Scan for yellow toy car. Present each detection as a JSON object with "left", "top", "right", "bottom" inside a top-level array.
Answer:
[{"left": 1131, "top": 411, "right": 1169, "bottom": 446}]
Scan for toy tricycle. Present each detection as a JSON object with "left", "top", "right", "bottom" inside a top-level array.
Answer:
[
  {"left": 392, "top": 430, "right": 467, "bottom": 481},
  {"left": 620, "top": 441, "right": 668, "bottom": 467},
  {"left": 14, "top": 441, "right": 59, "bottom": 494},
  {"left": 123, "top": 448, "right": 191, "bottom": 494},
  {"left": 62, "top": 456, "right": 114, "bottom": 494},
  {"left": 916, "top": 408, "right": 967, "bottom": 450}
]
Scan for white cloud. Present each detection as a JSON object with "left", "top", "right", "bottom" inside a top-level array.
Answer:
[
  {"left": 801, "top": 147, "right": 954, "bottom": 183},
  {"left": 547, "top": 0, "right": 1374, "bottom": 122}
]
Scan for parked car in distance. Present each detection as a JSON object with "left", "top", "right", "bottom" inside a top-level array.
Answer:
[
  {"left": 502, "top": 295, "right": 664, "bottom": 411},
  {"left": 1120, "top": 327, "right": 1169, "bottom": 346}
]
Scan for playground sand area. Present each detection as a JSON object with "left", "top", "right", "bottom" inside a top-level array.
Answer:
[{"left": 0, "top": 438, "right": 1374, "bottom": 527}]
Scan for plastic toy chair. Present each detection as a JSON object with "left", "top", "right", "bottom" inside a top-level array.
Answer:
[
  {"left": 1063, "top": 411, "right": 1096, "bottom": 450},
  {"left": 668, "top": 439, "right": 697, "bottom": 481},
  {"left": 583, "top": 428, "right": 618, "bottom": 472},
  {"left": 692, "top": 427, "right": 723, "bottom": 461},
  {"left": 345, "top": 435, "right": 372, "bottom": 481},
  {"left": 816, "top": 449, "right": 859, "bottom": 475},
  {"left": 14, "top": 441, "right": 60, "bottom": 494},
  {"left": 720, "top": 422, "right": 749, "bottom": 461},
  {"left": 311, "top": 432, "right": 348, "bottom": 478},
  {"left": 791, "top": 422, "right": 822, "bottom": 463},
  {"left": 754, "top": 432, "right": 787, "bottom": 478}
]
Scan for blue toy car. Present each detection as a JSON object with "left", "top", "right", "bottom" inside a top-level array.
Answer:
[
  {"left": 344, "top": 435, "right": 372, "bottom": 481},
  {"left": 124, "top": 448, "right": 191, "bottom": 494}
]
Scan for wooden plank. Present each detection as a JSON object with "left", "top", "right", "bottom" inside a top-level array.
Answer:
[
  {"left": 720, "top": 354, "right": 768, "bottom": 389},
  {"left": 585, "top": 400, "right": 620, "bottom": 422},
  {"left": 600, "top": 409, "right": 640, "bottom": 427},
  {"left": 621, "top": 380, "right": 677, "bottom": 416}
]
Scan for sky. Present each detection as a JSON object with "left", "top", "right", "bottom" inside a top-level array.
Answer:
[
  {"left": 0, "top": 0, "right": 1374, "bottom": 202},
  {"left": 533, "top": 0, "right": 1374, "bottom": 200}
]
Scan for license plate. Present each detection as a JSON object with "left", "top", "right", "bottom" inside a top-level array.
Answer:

^^^^^^^^^^^^^^^^

__What is expected__
Rewrite the records above, putting "Look for" wherever "Scan for" appears and leaving everything else untouched.

__Written solution__
Look for yellow toy car. Present each detection as a JSON object with "left", "top", "right", "bottom" inside a top-level array.
Answer:
[{"left": 1131, "top": 411, "right": 1169, "bottom": 446}]
Look for toy tricycle. Present each detection as a JSON object with "left", "top", "right", "bottom" inside a top-level array.
Answer:
[
  {"left": 392, "top": 430, "right": 467, "bottom": 481},
  {"left": 620, "top": 441, "right": 668, "bottom": 467},
  {"left": 14, "top": 441, "right": 59, "bottom": 494},
  {"left": 123, "top": 448, "right": 191, "bottom": 494},
  {"left": 62, "top": 456, "right": 114, "bottom": 494},
  {"left": 916, "top": 408, "right": 967, "bottom": 450}
]
Look for white cloud. Present each detection as a JSON object with "left", "top", "right", "bottom" inside a top-level array.
Answer:
[
  {"left": 801, "top": 147, "right": 954, "bottom": 183},
  {"left": 547, "top": 0, "right": 1374, "bottom": 122}
]
Look for parked car in distance. Present each detection as a JSON object with "left", "top", "right", "bottom" inside a top-level array.
Answer:
[
  {"left": 502, "top": 295, "right": 664, "bottom": 411},
  {"left": 1120, "top": 327, "right": 1169, "bottom": 346}
]
Look for playground sand area. Present each detection as a JSON object with "left", "top", "right", "bottom" inside a top-level array.
Answer:
[{"left": 0, "top": 438, "right": 1374, "bottom": 527}]
Look for plastic toy chair. Present each detection as a JSON object with "left", "top", "right", "bottom" inside a top-level array.
Answer:
[
  {"left": 1063, "top": 411, "right": 1096, "bottom": 450},
  {"left": 668, "top": 439, "right": 697, "bottom": 481},
  {"left": 583, "top": 428, "right": 618, "bottom": 472},
  {"left": 692, "top": 427, "right": 723, "bottom": 461},
  {"left": 345, "top": 435, "right": 372, "bottom": 481},
  {"left": 816, "top": 449, "right": 859, "bottom": 475},
  {"left": 14, "top": 441, "right": 60, "bottom": 494},
  {"left": 720, "top": 422, "right": 749, "bottom": 461},
  {"left": 311, "top": 432, "right": 348, "bottom": 478},
  {"left": 791, "top": 422, "right": 822, "bottom": 463},
  {"left": 754, "top": 432, "right": 787, "bottom": 478}
]
Look for blue toy car. Present each detection as a JSON object with "left", "top", "right", "bottom" inside a top-level array.
Answer:
[
  {"left": 344, "top": 435, "right": 372, "bottom": 481},
  {"left": 124, "top": 448, "right": 191, "bottom": 494}
]
Look for wooden plank. Present each detection as a JSON object with "left", "top", "right", "bottom" inside a top-level array.
Answer:
[
  {"left": 720, "top": 354, "right": 768, "bottom": 389},
  {"left": 585, "top": 400, "right": 620, "bottom": 422},
  {"left": 600, "top": 409, "right": 640, "bottom": 427},
  {"left": 621, "top": 380, "right": 677, "bottom": 416}
]
Look for sky. Present each detection as a JSON object with "left", "top", "right", "bottom" inside a top-level array.
Answer:
[
  {"left": 0, "top": 0, "right": 1374, "bottom": 202},
  {"left": 533, "top": 0, "right": 1374, "bottom": 200}
]
Look for license plate. Present each detection as a JSON object with "left", "top", "right", "bottom" inside a top-level array.
Answer:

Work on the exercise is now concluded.